+++ Text section

3.2 Optical characterization
To identify the nature of the charged molecules, using Raman spectroscopy we performed a comparative experiment at different laser intensities. Figure 6a shows the comparison of Raman shift (cm−1) at 8000 and 3000 a.u. Raman shifts at 528.83 and 625.30 cm−1 of a lower graph show a wide curve whereas the upper graph at the same shift shows a narrower peak at higher intensities. As the Raman intensity increases from 1000 to 4000 a.u, Raman shift peaks become a little sharper than the lower graph curve. Transmittance (T) indicates the ratio of the intensity of light after passes through sample (I) to the initial intensity of light (IO) and it can be calculated as T = I/IO. The % T = I/IO × 100. Figure 6b represents the transmittance of transparent PDMS polymer material measured by the UV-Visible spectroscopy technique. The transmittance is plotted within the wavelength range of 300–800 nm. It is clearly seen that the light easily passes through the prepared PDMS polymer material used for the synthesis of TENG with a maximum transmittance of ~ 92.85% at the wavelength of 453.89 nm which provides us with another effective way for the development of transparent electronic devices.

++++++

▶ Directives:
• A. Edit the rows from the line with "Could you point out the flying" to the line with "<point>473,339</point>" so that "egret" reads "heron" throughout, keeping everything else the same, and leave the pictures out.
• B. Resume the optical characterization passage, starting right after its final sentence.
The passage above and the rows that follow were taken from unrelated sources.

+++ Stored rows

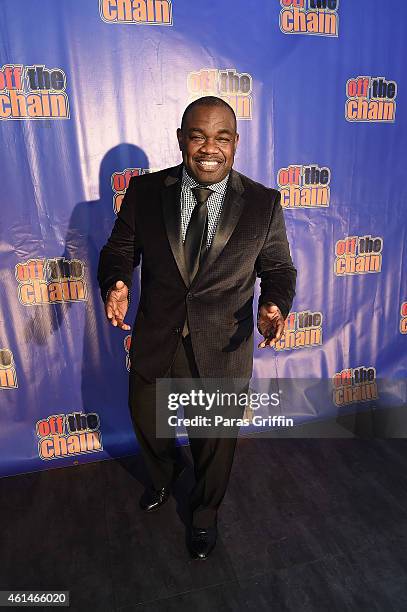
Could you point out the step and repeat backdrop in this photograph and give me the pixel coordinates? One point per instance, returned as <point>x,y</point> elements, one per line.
<point>91,94</point>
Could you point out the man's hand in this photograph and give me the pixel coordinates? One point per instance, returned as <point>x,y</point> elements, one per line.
<point>116,305</point>
<point>270,323</point>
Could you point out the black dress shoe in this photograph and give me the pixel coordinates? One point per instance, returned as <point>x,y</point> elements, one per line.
<point>152,499</point>
<point>202,542</point>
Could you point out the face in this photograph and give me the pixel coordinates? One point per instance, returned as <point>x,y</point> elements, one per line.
<point>208,143</point>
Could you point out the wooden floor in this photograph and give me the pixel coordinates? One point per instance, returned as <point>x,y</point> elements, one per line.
<point>306,524</point>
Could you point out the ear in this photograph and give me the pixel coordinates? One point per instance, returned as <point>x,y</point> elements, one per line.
<point>236,141</point>
<point>180,139</point>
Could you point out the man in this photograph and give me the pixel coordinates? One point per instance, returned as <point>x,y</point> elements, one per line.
<point>205,232</point>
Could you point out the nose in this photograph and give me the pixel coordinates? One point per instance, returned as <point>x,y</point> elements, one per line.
<point>209,146</point>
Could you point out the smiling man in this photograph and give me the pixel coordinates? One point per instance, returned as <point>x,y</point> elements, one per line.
<point>205,233</point>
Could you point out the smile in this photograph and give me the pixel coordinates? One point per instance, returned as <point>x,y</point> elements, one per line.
<point>208,165</point>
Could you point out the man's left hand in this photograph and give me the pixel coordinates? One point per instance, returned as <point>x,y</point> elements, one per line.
<point>270,323</point>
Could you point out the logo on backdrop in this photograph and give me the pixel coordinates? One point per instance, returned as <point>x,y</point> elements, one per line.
<point>304,186</point>
<point>65,435</point>
<point>140,12</point>
<point>370,99</point>
<point>318,17</point>
<point>8,376</point>
<point>120,181</point>
<point>354,385</point>
<point>33,92</point>
<point>358,255</point>
<point>233,87</point>
<point>127,344</point>
<point>403,320</point>
<point>301,330</point>
<point>51,281</point>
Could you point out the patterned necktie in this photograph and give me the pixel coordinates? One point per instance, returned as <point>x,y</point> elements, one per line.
<point>197,231</point>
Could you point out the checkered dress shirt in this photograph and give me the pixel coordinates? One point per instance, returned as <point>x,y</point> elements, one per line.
<point>214,204</point>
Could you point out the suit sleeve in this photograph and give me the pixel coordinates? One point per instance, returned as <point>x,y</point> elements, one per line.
<point>274,265</point>
<point>121,254</point>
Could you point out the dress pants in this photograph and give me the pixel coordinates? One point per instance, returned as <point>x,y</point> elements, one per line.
<point>213,457</point>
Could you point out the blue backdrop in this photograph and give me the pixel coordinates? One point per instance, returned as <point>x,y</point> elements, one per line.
<point>92,93</point>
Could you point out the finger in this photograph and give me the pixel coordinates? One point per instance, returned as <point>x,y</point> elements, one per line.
<point>123,325</point>
<point>279,331</point>
<point>109,311</point>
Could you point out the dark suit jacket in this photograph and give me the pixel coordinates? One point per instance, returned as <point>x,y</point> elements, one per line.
<point>250,241</point>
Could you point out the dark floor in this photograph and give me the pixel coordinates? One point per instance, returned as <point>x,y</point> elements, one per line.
<point>306,524</point>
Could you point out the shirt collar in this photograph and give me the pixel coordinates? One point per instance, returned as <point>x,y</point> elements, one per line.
<point>217,187</point>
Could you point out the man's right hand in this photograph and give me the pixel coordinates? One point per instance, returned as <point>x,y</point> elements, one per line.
<point>116,305</point>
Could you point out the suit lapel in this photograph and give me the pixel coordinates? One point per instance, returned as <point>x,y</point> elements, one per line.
<point>171,203</point>
<point>230,214</point>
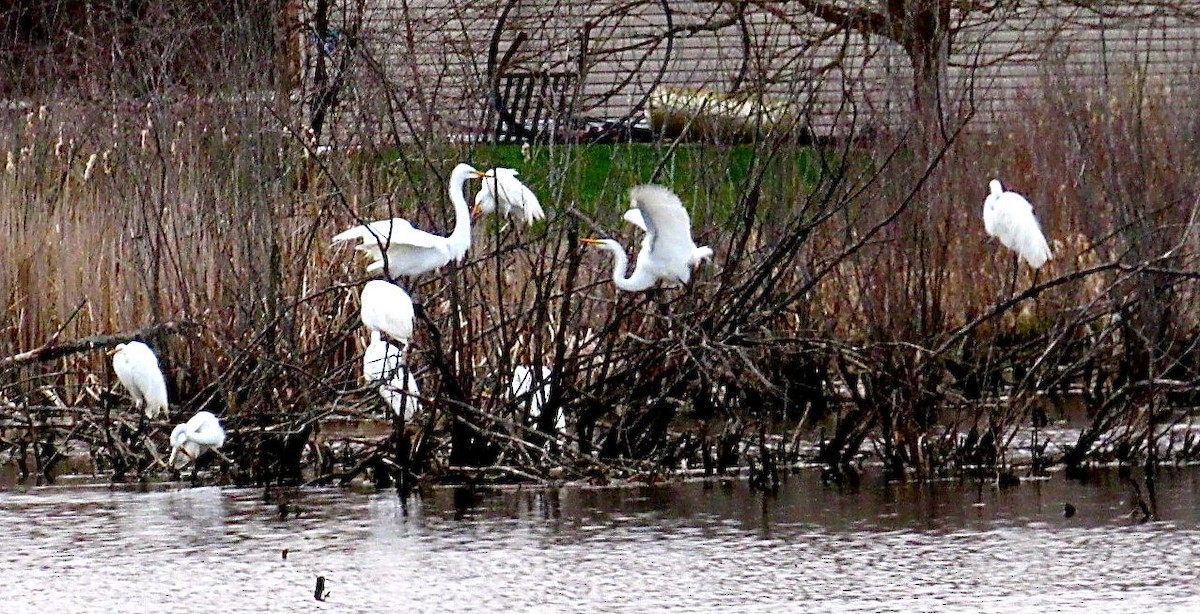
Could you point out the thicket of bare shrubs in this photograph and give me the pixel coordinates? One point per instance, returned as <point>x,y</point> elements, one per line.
<point>852,308</point>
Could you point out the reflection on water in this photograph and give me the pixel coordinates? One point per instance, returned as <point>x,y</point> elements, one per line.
<point>682,547</point>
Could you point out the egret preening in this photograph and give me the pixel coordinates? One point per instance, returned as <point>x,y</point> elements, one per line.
<point>409,251</point>
<point>191,439</point>
<point>1009,217</point>
<point>667,251</point>
<point>388,309</point>
<point>525,379</point>
<point>383,363</point>
<point>502,191</point>
<point>137,367</point>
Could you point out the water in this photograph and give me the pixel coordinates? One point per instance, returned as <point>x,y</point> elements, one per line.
<point>683,547</point>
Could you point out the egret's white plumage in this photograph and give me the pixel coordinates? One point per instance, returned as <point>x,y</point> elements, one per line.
<point>137,367</point>
<point>191,439</point>
<point>408,251</point>
<point>383,365</point>
<point>388,309</point>
<point>502,191</point>
<point>667,252</point>
<point>699,254</point>
<point>1009,217</point>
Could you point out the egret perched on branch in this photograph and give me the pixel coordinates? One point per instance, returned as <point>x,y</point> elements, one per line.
<point>667,251</point>
<point>1009,217</point>
<point>502,191</point>
<point>387,309</point>
<point>137,367</point>
<point>383,363</point>
<point>409,251</point>
<point>191,439</point>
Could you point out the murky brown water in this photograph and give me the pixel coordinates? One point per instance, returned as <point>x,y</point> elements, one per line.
<point>681,548</point>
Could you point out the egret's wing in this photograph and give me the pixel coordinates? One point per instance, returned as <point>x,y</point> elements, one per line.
<point>667,223</point>
<point>513,192</point>
<point>1019,230</point>
<point>396,230</point>
<point>388,308</point>
<point>207,429</point>
<point>381,361</point>
<point>485,199</point>
<point>142,375</point>
<point>634,216</point>
<point>989,215</point>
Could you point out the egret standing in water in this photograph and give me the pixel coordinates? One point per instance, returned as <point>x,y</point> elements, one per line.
<point>193,438</point>
<point>387,309</point>
<point>384,365</point>
<point>137,367</point>
<point>409,251</point>
<point>1009,217</point>
<point>503,192</point>
<point>667,252</point>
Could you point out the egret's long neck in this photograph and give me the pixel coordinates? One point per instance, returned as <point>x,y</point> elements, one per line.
<point>637,281</point>
<point>460,239</point>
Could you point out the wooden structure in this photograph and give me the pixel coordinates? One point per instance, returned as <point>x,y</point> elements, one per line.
<point>510,68</point>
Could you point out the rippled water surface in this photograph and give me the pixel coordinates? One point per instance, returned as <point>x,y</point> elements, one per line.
<point>682,548</point>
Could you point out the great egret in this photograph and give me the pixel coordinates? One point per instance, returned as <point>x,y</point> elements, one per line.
<point>199,434</point>
<point>137,367</point>
<point>1009,217</point>
<point>699,254</point>
<point>409,251</point>
<point>525,377</point>
<point>667,251</point>
<point>388,309</point>
<point>502,191</point>
<point>383,363</point>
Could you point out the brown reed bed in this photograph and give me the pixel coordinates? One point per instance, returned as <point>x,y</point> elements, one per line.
<point>855,307</point>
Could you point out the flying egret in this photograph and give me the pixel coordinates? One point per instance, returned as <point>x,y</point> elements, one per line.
<point>388,309</point>
<point>409,251</point>
<point>383,363</point>
<point>191,439</point>
<point>667,251</point>
<point>525,378</point>
<point>1009,217</point>
<point>502,191</point>
<point>137,367</point>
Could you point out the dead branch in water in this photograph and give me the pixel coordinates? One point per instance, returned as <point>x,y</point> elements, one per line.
<point>52,350</point>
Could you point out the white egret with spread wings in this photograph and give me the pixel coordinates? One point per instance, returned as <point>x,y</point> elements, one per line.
<point>667,252</point>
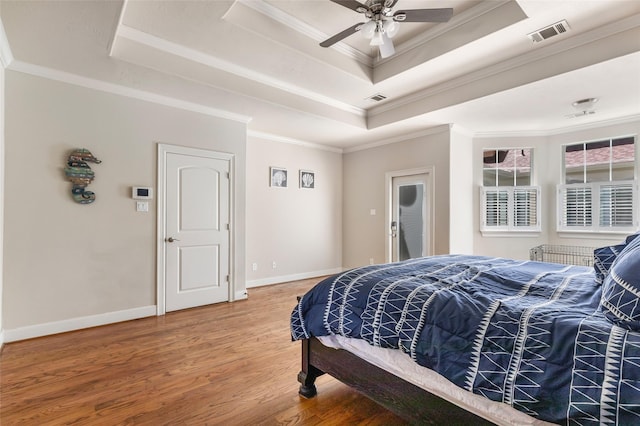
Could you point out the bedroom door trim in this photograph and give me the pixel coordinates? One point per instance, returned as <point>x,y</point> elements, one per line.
<point>430,190</point>
<point>161,211</point>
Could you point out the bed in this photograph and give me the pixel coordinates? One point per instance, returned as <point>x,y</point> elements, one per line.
<point>473,339</point>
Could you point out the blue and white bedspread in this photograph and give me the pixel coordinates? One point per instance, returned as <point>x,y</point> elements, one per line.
<point>529,334</point>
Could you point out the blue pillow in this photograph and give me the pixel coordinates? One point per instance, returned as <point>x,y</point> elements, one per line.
<point>604,257</point>
<point>621,289</point>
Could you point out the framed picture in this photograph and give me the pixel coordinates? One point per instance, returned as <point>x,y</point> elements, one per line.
<point>278,177</point>
<point>307,179</point>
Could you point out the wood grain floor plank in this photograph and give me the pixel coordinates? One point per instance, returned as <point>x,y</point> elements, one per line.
<point>229,363</point>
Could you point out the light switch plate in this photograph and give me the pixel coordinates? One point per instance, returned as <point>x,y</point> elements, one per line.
<point>142,206</point>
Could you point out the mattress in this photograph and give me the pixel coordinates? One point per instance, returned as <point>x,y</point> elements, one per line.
<point>401,365</point>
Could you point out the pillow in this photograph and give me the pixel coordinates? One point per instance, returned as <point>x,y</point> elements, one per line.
<point>621,289</point>
<point>604,257</point>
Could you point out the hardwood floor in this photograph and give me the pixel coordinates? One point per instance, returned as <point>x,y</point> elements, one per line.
<point>230,363</point>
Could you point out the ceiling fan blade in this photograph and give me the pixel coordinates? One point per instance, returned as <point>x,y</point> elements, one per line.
<point>423,15</point>
<point>388,4</point>
<point>343,34</point>
<point>353,5</point>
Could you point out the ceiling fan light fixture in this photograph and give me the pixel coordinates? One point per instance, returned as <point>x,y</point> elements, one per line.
<point>386,48</point>
<point>377,39</point>
<point>368,29</point>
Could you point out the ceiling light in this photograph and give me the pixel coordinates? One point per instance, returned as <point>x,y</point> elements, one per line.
<point>377,39</point>
<point>386,48</point>
<point>391,28</point>
<point>368,29</point>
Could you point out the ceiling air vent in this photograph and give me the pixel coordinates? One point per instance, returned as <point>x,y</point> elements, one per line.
<point>377,97</point>
<point>550,31</point>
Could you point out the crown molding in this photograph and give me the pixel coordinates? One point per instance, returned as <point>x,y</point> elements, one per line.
<point>559,47</point>
<point>291,141</point>
<point>6,57</point>
<point>561,130</point>
<point>116,89</point>
<point>401,138</point>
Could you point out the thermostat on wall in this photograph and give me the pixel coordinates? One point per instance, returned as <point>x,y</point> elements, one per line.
<point>141,193</point>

++++++

▶ Task-by-task results:
• A.
Could you point out the flying heron in this photograph and give me the pixel coordinates? One point per instance, returned as <point>x,y</point> elements, one per line.
<point>388,309</point>
<point>409,251</point>
<point>383,363</point>
<point>191,439</point>
<point>667,251</point>
<point>525,378</point>
<point>1009,217</point>
<point>502,191</point>
<point>137,367</point>
Could you point out the dead branch in water in this photograph and give me the pixel coordinates? One point per instance, returned as <point>x,y</point> elements, one per line.
<point>52,350</point>
Could you point out the white heron with spread wings in this photograph and give me the pixel coordinates? One point per instance, returned as <point>x,y</point> elements, one per line.
<point>667,252</point>
Could you point out the bedroom door trim in this photograph and give me the pixel coordinates? One point per instance, returned as <point>x,y</point> elements, one per line.
<point>430,190</point>
<point>161,211</point>
Could you point out the bed in this photograph and give me the pixel coordinates? One point per instance, returned as <point>x,y</point> elements, one per line.
<point>473,339</point>

• B.
3.3 Electrical output performance characterization
The upper part of TENG consists of FTO/Cu/AuNPs which is highly triboelectrically positive, whereas the lower part of TENG consists of FTO/PDMS surface which is negatively charged. The two parts are separated by spacer layer (sponge) which supports both the parts to come back to the original position after pressing and releasing of the TENG. On pressing by external mechanical force, electrostatic charges are developed across them and on releasing, an induced charge develops a potential drop which generates an alternating voltage between them. Figure 7a shows the pictured view of AC output voltage generated and Fig. 7b shows the synthesized PDMS-based TENG. Figure 8a and b shows open-circuit voltage during pressing and releasing and Fig. 8c and d shows the short-circuit current during pressing and releasing of a PDMS-based TENG. By applying external mechanical force, the process of pressing the TENG with the finger will produce an AC sine wave with an maximum open-circuit voltage (VOC) of ~ 56 V, an short-circuit current (ISC) of ~ 18 mA, transferred electric charge of ~ 18 nC, output power of ~ 1 W, current density of ~ 8 mA/cm2, and surface power density of ~ 448 mW/cm2. On releasing, it generates an open-circuit voltage of ~ 14 V, an short-circuit current of ~ 15mA, transferred electric charge of ~ 15 nC, output power of ~ 210 mW, current density of ~ 6.7 mA/cm2, and surface power density of ~ 93 mW/cm2 with an resistance between 1KΩ–3KΩ.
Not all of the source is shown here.